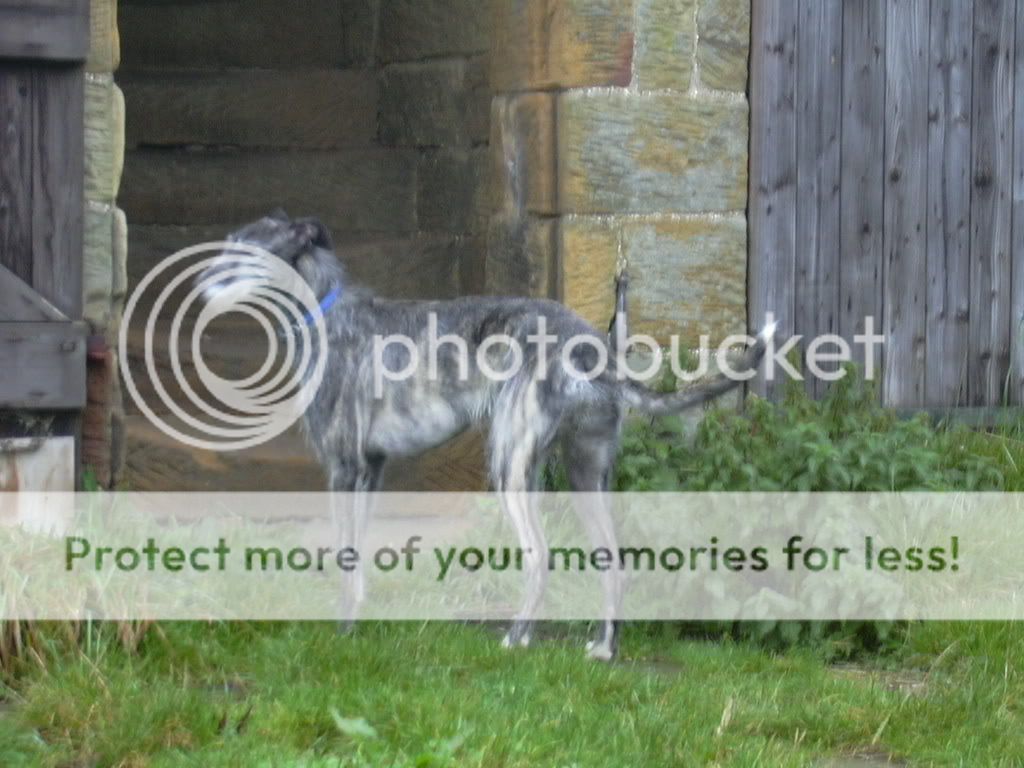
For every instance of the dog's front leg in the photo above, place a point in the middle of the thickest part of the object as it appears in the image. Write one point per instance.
(352, 485)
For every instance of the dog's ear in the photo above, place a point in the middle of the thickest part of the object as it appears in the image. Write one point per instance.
(313, 231)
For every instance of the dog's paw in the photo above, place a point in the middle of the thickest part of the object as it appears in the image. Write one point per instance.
(600, 651)
(517, 637)
(345, 627)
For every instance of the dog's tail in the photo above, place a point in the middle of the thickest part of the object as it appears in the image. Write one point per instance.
(657, 403)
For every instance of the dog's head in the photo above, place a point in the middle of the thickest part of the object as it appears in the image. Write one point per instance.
(303, 244)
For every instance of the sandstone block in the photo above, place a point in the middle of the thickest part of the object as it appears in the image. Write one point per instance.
(437, 103)
(317, 109)
(104, 45)
(104, 137)
(97, 265)
(265, 34)
(358, 190)
(687, 276)
(449, 197)
(589, 251)
(665, 43)
(522, 154)
(724, 28)
(521, 255)
(544, 44)
(621, 152)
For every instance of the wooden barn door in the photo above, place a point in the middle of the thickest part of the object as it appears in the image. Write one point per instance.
(887, 179)
(43, 44)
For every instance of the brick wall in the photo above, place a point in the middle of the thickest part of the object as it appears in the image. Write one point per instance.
(370, 114)
(620, 138)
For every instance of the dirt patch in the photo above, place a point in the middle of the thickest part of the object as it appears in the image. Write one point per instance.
(910, 682)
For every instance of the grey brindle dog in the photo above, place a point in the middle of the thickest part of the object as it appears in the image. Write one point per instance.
(354, 430)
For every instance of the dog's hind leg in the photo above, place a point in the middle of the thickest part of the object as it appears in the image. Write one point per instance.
(589, 445)
(520, 434)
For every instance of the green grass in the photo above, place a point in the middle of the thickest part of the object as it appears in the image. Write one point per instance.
(408, 694)
(412, 694)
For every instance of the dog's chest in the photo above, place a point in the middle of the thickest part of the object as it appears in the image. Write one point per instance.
(413, 427)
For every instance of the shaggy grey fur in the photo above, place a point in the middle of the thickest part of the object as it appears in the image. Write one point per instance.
(354, 432)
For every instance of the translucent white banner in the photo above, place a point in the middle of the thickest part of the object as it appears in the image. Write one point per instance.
(443, 556)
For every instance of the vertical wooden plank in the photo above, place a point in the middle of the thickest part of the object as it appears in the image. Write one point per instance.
(773, 171)
(905, 267)
(948, 202)
(57, 186)
(15, 169)
(1017, 259)
(862, 172)
(819, 109)
(990, 207)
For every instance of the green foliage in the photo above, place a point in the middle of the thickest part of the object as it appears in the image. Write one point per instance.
(845, 441)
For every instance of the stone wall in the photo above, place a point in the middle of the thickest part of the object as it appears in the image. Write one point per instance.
(104, 275)
(369, 114)
(620, 139)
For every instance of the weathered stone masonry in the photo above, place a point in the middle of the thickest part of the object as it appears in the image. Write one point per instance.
(620, 138)
(105, 246)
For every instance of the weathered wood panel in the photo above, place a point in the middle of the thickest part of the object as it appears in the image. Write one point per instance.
(57, 186)
(862, 173)
(15, 169)
(991, 170)
(45, 30)
(931, 183)
(1017, 266)
(819, 105)
(905, 202)
(948, 202)
(42, 365)
(773, 168)
(18, 301)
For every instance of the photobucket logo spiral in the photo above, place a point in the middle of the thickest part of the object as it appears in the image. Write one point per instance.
------------
Description of the task:
Omit the pictures and output all remaining material exactly.

Response to this task:
For every instance of the dog's front leg in the photo above, place a point in the middle of the thickest part of the object as it appears in the image. Write one point per instance.
(352, 485)
For every instance of the dog's ear in the photo above, place a point in the middle of the thickest part of the object as it appears in the image. Write one point per instance.
(313, 231)
For every instance of the dog's paw in the photo above, place a point in the middle of the thickest part of the object as it appears in the image. Write one point per instance.
(600, 651)
(517, 637)
(345, 627)
For every instance of the dog's tail in the photo above, place a point in the middle of the thickest part of the object as it appears in the image. Write one point per instance.
(657, 403)
For every instance of the dog's head in the photo above, place a point in the middle of the thickest part of the object as it appears in the image. Write one point per instance.
(303, 244)
For every instance of the sandstone block in the photo above, place a point in the middle of the thickest part of the object as it appears in the image. Write one point per instance.
(437, 103)
(317, 109)
(104, 45)
(104, 137)
(97, 265)
(265, 34)
(358, 190)
(687, 276)
(449, 197)
(589, 251)
(665, 43)
(522, 154)
(724, 28)
(521, 255)
(544, 44)
(621, 152)
For every instance of the wooden barn door in the photo above, place a point in the middle of the thickest part of the object as it appears in the image. Write one point per instance.
(887, 179)
(43, 44)
For every instance of the brick wall in the photo above, place a point in the middle of the thickest part of the object as it appears in the image. Write one point per instance.
(370, 114)
(620, 138)
For every instance of the dirt patch in the photo above, place a point in the middle of the thickest part of the object as it appears in the image. Write one point per instance.
(910, 682)
For every instance of the grey brindle dog in the photo above, place a point in the middle of the thickest part of the object as it appears in the image. Write one point per instance.
(354, 430)
For every instance of the dog's hind leg in the photo above, place a point in the middle of the thickest part of the object as it appears in the image. Write one point per instance.
(589, 445)
(520, 434)
For every instance of the green grass in the photo above, place a point in the middle of the thickest part of the object as it appears in the image. Write one point per instance.
(408, 694)
(412, 694)
For every instance of the dog's chest in the photo above, place a point in the middle of the thickest part of the object as it appears in the image. Write one point per instance.
(413, 427)
For every instance of the shaggy grey fur in the photo above, place a point in the middle of the thickest part of the object as it appears in the image. Write one point per instance.
(354, 432)
For every instance of the translucent white banner in the photo above, place a point in the middle of the thickest part of the object as it appears in the image. Write one point per instance.
(443, 556)
For every instance of the vertical wooden plank in the photo above, place a point in the middle of the thickest part of the object as it appears in the image. Write one point per instance.
(773, 171)
(905, 267)
(948, 202)
(57, 186)
(15, 169)
(1017, 259)
(862, 172)
(819, 109)
(990, 207)
For every instance of the green foliage in the photo above, place a point in the middle of the thickest part of the object as it appears in the image. Write one point per instance.
(845, 441)
For every instance of the stone wall in the photo above, place a point in the middle of the thickest part of the object as it appears in the image. Write one point per instance.
(104, 275)
(369, 114)
(620, 139)
For every instance of the weathered stone masonry in the photo above, place a point in the middle of the thickest part of the object as it appears in the image. Write one point per instance.
(620, 138)
(105, 246)
For every instance of the weathered wood panel in the photo above, place a point in the middle of the thickest part of the object as it appears in the image. Write one point per instance.
(57, 186)
(862, 173)
(15, 169)
(991, 170)
(45, 30)
(931, 183)
(1017, 266)
(819, 105)
(905, 202)
(948, 202)
(42, 365)
(773, 168)
(18, 301)
For every instance of the photobucket logo spiral in the photo above, place a point in the middle of the thickest part of the object as it appears in the image. Write one point per instance.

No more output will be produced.